┌──
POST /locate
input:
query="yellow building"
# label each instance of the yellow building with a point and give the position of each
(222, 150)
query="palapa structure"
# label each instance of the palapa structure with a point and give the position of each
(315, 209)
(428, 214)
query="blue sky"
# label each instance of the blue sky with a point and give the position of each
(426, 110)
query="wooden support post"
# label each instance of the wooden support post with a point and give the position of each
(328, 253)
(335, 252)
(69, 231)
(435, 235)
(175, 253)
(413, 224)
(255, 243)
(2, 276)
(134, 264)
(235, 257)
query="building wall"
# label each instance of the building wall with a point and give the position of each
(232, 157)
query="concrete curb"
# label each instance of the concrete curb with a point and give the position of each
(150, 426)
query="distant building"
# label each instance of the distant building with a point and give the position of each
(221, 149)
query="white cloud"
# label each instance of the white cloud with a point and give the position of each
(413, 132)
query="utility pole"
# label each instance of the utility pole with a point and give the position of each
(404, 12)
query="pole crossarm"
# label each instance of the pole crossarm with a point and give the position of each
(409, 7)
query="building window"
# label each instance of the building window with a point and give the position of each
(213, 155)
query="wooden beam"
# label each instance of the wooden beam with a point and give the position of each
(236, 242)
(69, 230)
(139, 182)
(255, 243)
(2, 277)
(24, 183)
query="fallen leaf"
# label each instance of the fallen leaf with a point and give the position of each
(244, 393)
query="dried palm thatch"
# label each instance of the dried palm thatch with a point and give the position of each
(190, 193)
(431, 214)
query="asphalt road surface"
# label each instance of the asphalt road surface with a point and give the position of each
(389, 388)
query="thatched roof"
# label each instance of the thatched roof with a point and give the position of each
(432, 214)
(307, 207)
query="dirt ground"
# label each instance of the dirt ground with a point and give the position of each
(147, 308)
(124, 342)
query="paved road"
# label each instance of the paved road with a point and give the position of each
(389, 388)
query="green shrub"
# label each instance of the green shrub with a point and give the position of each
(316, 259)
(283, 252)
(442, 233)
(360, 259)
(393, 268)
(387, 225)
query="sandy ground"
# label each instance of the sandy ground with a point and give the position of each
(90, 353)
└──
Write out the data again, exactly and in full.

POST /locate
input:
query="yellow building"
# label each instance of the yellow building with a point and give the position of each
(222, 150)
query="palapa structure"
# label each instance of the palapa structure with a point and give the position of each
(315, 209)
(428, 214)
query="blue sky"
# label each instance of the blue sky with a point and give the position of each
(426, 110)
query="wooden support post"
# label each instance of the wooden support post with a point and give the position of each
(328, 253)
(335, 252)
(69, 231)
(435, 235)
(175, 253)
(413, 224)
(255, 243)
(2, 276)
(134, 264)
(235, 257)
query="building wall"
# label each instance of the building wall with a point and give the position of each
(232, 157)
query="concrete curb"
# label each instance of the concrete curb with a point and give the position of each
(150, 426)
query="distant building"
# label each instance of the distant building with a point and give the position of each
(221, 149)
query="white cloud"
# label each instance of the white cloud with a point and give the position of each
(413, 132)
query="utility pole"
# label each instance of the utility pole with a point and give the position of each
(404, 12)
query="pole crossarm"
# label each instance of the pole crossarm with a point and give the position of each
(409, 7)
query="building window"
# label each instance of the building window with a point and give the position of each
(213, 155)
query="wooden beam"
# label each instance of the wooden beam with a point and give the position of each
(236, 242)
(69, 230)
(139, 182)
(255, 243)
(2, 277)
(24, 183)
query="fallen leaf"
# label each instance of the fallen leaf with a point and give the position of each
(244, 393)
query="dried palm thatch"
# label each instance of the dried palm thatch with a point and give the position of each
(190, 193)
(431, 214)
query="asphalt road surface"
# label each instance of the asphalt road surface with a point and give the position of each
(389, 388)
query="thatched roof"
# label each instance of the thatched roof with a point and give the position of each
(432, 214)
(307, 207)
query="dirt ground"
# label each instance of the dirt ground with a point and give the position of each
(147, 308)
(124, 342)
query="paved road"
# label each instance of the paved road with a point and give the position of each
(389, 388)
query="green shrub"
# label each instance of the green shrub with a point and give the position of each
(316, 259)
(283, 252)
(442, 233)
(360, 259)
(393, 268)
(387, 225)
query="sandy ground"
# label each instance of the sandy ground with a point and give the position of each
(90, 353)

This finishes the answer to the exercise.